Trecho do texto:
Os avanços autoritários em diversas partes do mundo fazem com que constitucionalistas, cientistas políticos e outros estudiosos voltem quase que instintivamente suas atenções à jurisdição constitucional, e isso porque suas instituições costumam ser os alvos preferidos do populismo autoritário que, arrogando para si a percepção e a elaboração dos sentimentos populares, busca minar a credibilidade das instituições que atuam de modo essencialmente contramajoritário.

Essas circunstâncias, contudo, não podem nos afastar de análises mais minuciosas das engrenagens dos poderes políticos, mesmo daquelas que aparentam certa simplicidade por conta de sua natureza formal ou procedimental. Não raras vezes, são precisamente esses mecanismos que, operacionalizando o direito ao sufrágio — núcleo dos direitos políticos e, portanto, da democracia — podem promover melhorias substanciais na qualidade da representação democrática e das próprias deliberações parlamentares.

Assim, não podemos sucumbir à tentação muito bem apontada por Jeremy Waldron de hipostasiar os objetivos de controle/restrição/limitação do poder político pelos aparatos constitucionais às custas do descrédito da política majoritária. [1]

Não pretendemos com isso, evidentemente, subscrever sem reservas o entusiasmo que o professor nutre em relação à democracia majoritária; antes, o leitor observará com facilidade a importância que damos ao modelo de democracia em parceria do mais ilustre contendor de Waldron, Ronald Dworkin, para quem, numa democracia, a vontade da maioria não é, muitas vezes, o método mais apropriado para se definir o que os membros da sociedade devem ser orientados a fazer. [2]

De qualquer modo, a presença do majoritarismo é inescapável em qualquer democracia digna desse nome. Incumbe-nos aprimorar a qualidade da representação, em especial no âmbito do Congresso Nacional, que é quem detém a imensa maioria das mais importantes competências legislativas em nosso pacto federativo.

Nessa toada, a grande importância de um determinado problema referente à representação dos estados federados destoa das poucas oportunidades que o Supremo Tribunal Federal teve de analisá-lo, a saber: como mitigar os riscos e os efeitos da sub-representação de um Estado no Senado Federal decorrentes da cassação de um(a) Senador(a) da República e de seus suplentes?

Outrossim, é correto atribuir a fenômenos jurídicos diversos: cassação de mandato e vacância — as mesmas consequências?

Os problemas, tal como as soluções por nós propostas para essas questões decorrem do desenho constitucional do Senado da República, que congrega os representantes dos Estados e do Distrito Federal, eleitos segundo o princípio majoritário (artigo 46, CF), diferentemente do que ocorre com a Câmara dos Deputados, que reúne representes do povo, eleitos pelo sistema proporcional (artigo 45, CF).

Spacca

Ao passo em que o número de deputados federais é proporcional à população de cada Estado, o número de senadores é fixo, de modo que cada estado e o Distrito Federal elegem três senadores, cada um com dois suplentes (artigo 46, §§1º e 3º, CF).

Ocorre que após a forma de escolha majoritária e proporcional, a Constituição brasileira normatiza sempre em conjunto senadores e deputados daí a imprescindibilidade de examinar a distinção entre cassação e vacância à luz dos artigos 55 e 56 da CF.

Material armazenado:
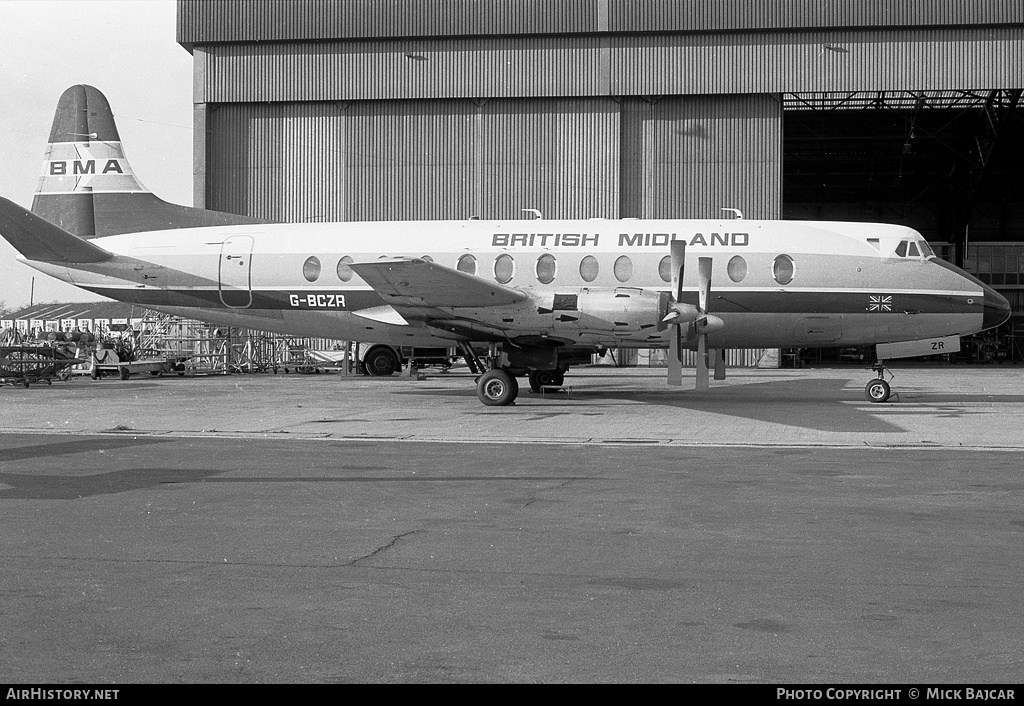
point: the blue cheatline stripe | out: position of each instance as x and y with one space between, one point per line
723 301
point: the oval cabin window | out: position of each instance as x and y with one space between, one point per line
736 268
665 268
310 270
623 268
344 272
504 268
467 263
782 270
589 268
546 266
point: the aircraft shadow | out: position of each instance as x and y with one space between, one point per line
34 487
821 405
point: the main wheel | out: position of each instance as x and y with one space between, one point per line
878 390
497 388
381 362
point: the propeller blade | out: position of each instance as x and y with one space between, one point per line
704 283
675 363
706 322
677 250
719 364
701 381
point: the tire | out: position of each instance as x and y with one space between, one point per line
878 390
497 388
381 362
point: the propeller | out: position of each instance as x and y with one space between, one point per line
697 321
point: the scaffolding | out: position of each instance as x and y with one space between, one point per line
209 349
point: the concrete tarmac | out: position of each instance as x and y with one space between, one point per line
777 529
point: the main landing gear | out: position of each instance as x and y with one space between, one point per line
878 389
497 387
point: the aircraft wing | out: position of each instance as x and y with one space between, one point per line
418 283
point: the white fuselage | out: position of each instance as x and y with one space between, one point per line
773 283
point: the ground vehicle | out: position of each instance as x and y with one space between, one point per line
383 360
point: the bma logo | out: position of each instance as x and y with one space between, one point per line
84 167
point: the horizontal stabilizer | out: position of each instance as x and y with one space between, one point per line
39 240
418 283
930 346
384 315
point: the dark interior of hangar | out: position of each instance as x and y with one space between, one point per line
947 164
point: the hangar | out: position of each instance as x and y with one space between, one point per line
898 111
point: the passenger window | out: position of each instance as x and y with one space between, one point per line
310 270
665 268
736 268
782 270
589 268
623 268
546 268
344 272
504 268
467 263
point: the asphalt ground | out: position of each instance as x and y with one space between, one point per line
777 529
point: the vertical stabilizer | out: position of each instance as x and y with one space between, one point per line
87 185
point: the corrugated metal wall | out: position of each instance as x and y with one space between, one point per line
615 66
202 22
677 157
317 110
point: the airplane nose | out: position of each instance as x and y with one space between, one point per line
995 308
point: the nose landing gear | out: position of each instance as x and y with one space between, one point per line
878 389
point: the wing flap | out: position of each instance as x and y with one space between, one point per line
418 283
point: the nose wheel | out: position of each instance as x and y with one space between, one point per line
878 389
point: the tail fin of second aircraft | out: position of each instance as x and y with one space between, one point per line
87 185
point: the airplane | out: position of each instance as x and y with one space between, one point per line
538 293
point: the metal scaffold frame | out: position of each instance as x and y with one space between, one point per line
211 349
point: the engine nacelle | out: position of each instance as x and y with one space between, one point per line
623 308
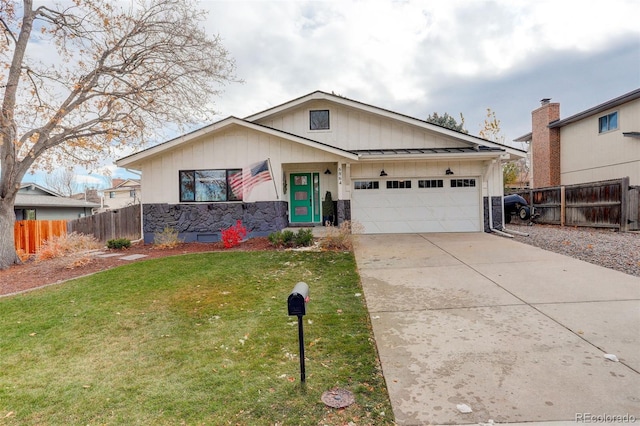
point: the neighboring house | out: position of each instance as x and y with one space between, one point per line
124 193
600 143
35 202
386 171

* * *

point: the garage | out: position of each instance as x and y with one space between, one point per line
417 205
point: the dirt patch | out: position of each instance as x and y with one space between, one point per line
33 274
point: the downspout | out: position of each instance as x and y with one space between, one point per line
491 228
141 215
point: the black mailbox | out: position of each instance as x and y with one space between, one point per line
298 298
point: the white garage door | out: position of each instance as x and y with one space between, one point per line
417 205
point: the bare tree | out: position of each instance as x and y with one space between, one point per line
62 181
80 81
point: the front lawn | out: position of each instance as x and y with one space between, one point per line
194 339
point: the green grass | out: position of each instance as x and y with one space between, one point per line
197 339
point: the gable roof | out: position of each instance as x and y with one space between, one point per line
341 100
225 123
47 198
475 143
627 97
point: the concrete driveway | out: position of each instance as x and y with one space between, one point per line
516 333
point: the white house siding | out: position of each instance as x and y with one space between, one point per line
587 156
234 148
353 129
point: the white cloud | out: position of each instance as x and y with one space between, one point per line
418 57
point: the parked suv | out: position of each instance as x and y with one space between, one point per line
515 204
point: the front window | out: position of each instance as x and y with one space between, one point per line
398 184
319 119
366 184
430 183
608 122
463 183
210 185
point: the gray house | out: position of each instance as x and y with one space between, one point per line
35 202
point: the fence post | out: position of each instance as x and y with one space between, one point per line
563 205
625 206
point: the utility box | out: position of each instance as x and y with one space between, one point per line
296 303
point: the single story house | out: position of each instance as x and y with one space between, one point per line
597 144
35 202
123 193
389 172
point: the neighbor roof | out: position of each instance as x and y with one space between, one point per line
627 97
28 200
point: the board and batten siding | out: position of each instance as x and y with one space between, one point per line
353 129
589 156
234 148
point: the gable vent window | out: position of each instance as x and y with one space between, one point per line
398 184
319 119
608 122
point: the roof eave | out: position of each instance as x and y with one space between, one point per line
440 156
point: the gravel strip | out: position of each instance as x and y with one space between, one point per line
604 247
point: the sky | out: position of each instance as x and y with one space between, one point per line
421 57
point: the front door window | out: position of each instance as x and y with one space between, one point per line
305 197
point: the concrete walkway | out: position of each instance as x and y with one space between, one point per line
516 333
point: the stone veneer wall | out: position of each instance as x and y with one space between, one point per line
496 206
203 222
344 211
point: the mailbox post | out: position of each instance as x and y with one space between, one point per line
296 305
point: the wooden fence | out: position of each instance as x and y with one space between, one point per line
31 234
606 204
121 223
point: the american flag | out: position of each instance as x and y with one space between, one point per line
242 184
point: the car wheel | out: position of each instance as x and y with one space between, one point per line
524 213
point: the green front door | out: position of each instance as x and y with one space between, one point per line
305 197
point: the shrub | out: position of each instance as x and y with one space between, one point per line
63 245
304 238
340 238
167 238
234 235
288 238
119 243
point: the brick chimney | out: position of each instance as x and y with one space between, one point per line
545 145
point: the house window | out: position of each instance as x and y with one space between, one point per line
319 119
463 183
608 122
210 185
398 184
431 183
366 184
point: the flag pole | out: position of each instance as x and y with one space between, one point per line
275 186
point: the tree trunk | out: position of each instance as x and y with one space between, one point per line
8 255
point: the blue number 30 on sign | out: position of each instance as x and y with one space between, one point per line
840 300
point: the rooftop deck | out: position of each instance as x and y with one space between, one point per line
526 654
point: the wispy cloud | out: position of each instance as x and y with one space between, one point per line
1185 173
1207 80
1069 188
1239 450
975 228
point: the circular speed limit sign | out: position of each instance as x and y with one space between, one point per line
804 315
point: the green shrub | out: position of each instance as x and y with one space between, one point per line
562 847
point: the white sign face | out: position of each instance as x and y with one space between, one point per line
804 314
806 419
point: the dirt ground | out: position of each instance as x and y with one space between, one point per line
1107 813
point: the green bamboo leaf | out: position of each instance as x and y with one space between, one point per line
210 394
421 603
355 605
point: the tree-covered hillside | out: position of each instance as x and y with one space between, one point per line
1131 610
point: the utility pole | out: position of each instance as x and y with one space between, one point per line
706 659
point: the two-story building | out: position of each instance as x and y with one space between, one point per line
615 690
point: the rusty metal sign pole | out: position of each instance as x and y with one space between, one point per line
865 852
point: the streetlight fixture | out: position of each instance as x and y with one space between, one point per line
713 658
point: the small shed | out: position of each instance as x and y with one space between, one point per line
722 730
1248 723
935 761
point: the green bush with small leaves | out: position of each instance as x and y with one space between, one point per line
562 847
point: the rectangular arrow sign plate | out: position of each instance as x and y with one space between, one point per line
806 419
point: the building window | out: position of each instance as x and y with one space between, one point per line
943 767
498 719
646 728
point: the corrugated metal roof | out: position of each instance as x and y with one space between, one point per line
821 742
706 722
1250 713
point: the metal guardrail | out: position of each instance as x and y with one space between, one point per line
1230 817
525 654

...

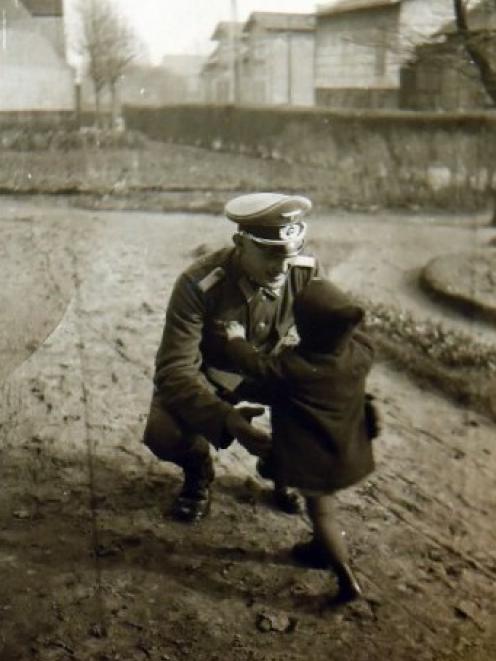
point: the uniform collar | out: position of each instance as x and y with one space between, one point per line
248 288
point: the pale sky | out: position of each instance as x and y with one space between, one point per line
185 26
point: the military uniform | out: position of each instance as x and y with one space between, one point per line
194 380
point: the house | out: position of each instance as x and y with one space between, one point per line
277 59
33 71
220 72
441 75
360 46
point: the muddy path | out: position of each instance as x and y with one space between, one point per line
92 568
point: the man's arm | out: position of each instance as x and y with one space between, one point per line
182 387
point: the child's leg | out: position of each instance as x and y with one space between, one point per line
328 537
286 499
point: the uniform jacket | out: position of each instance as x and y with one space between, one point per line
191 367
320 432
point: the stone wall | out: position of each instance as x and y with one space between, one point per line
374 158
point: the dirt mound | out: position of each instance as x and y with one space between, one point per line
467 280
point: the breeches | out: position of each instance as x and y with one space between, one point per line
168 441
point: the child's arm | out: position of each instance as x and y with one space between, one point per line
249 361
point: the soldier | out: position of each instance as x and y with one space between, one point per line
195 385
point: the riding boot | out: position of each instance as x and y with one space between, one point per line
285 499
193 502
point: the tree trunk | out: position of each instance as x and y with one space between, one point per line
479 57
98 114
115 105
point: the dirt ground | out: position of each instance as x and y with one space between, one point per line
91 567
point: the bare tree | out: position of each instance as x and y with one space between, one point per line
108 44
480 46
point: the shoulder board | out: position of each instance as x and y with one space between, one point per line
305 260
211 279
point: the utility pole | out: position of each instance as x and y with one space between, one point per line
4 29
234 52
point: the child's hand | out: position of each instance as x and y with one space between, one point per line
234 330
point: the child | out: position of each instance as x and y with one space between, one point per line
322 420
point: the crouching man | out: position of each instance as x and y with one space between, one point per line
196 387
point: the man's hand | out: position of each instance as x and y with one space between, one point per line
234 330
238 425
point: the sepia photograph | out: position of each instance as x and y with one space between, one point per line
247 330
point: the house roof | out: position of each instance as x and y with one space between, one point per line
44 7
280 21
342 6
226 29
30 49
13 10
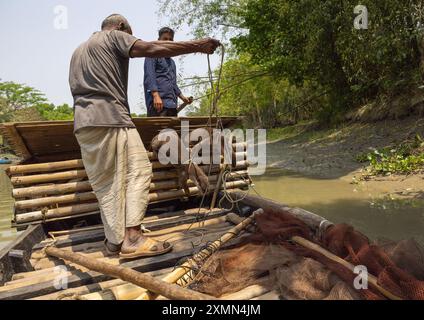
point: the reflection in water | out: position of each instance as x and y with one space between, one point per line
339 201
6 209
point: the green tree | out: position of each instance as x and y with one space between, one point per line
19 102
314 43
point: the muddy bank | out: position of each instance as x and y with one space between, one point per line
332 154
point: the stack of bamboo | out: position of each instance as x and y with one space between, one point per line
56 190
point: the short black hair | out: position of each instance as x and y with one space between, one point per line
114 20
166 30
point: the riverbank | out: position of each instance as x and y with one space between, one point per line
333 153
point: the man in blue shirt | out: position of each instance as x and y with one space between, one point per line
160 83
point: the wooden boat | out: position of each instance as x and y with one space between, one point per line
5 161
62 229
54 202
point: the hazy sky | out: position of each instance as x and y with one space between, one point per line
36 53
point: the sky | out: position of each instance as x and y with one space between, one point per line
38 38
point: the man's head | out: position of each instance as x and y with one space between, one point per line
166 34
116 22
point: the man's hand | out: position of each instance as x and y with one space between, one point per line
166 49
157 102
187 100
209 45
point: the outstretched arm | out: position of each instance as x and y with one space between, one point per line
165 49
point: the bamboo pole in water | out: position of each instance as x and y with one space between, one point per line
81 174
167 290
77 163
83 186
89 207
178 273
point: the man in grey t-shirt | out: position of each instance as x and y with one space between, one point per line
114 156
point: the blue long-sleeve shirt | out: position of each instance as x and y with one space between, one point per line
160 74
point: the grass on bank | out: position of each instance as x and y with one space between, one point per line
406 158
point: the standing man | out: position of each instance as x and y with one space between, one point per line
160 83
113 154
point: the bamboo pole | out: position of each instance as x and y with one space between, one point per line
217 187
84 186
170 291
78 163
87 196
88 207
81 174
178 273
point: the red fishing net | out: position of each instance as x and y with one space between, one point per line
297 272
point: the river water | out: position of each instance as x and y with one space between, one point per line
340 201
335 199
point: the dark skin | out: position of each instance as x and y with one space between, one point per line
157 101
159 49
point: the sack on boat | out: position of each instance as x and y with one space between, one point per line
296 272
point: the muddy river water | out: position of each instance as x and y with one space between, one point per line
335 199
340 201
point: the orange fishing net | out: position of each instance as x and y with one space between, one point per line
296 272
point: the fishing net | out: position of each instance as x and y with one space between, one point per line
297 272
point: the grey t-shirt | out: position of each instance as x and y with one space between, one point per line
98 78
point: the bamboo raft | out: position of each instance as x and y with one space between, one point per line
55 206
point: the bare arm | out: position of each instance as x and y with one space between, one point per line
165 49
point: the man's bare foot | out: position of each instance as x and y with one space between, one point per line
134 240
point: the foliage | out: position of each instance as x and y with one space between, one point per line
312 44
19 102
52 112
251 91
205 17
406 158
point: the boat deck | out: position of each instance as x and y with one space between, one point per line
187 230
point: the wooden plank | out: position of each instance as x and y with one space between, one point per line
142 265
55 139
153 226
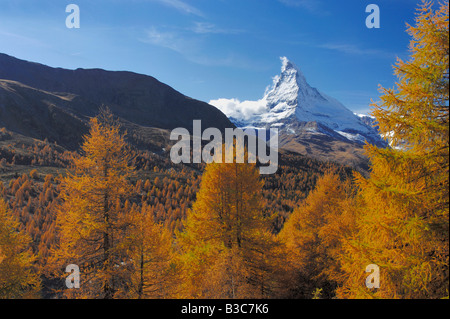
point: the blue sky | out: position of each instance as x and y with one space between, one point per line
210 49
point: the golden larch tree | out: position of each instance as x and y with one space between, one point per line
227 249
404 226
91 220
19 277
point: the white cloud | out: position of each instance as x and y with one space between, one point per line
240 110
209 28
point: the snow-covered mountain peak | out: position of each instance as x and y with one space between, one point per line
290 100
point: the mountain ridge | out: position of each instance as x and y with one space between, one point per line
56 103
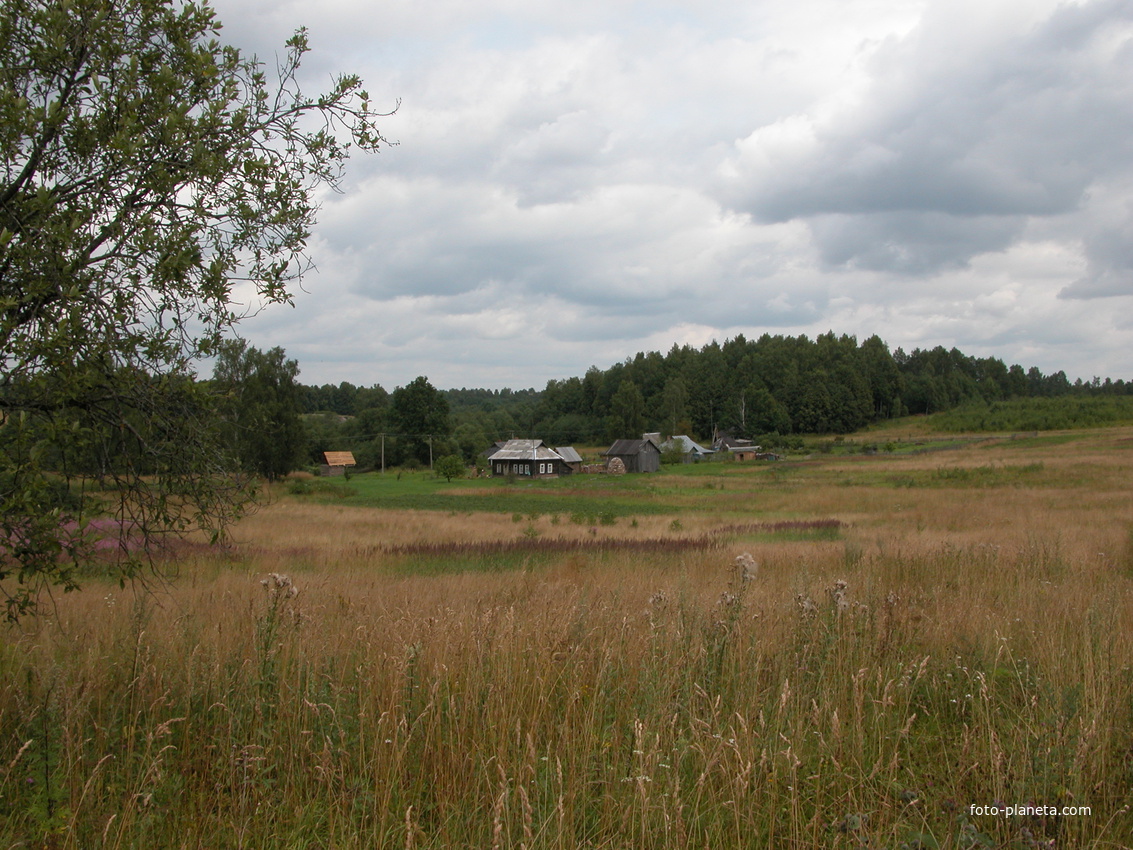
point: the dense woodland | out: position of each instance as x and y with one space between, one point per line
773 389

Enunciado da tarefa:
Reescreva a parte do texto sobre a representação no Senado que começa em "Ocorre que após" e segue até "e 56 da CF.", trocando "Constituição brasileira" por "Carta Magna". O material não tem qualquer relação com esta atividade.

Resultado da tarefa:
Ocorre que após a forma de escolha majoritária e proporcional, a Carta Magna normatiza sempre em conjunto senadores e deputados daí a imprescindibilidade de examinar a distinção entre cassação e vacância à luz dos artigos 55 e 56 da CF.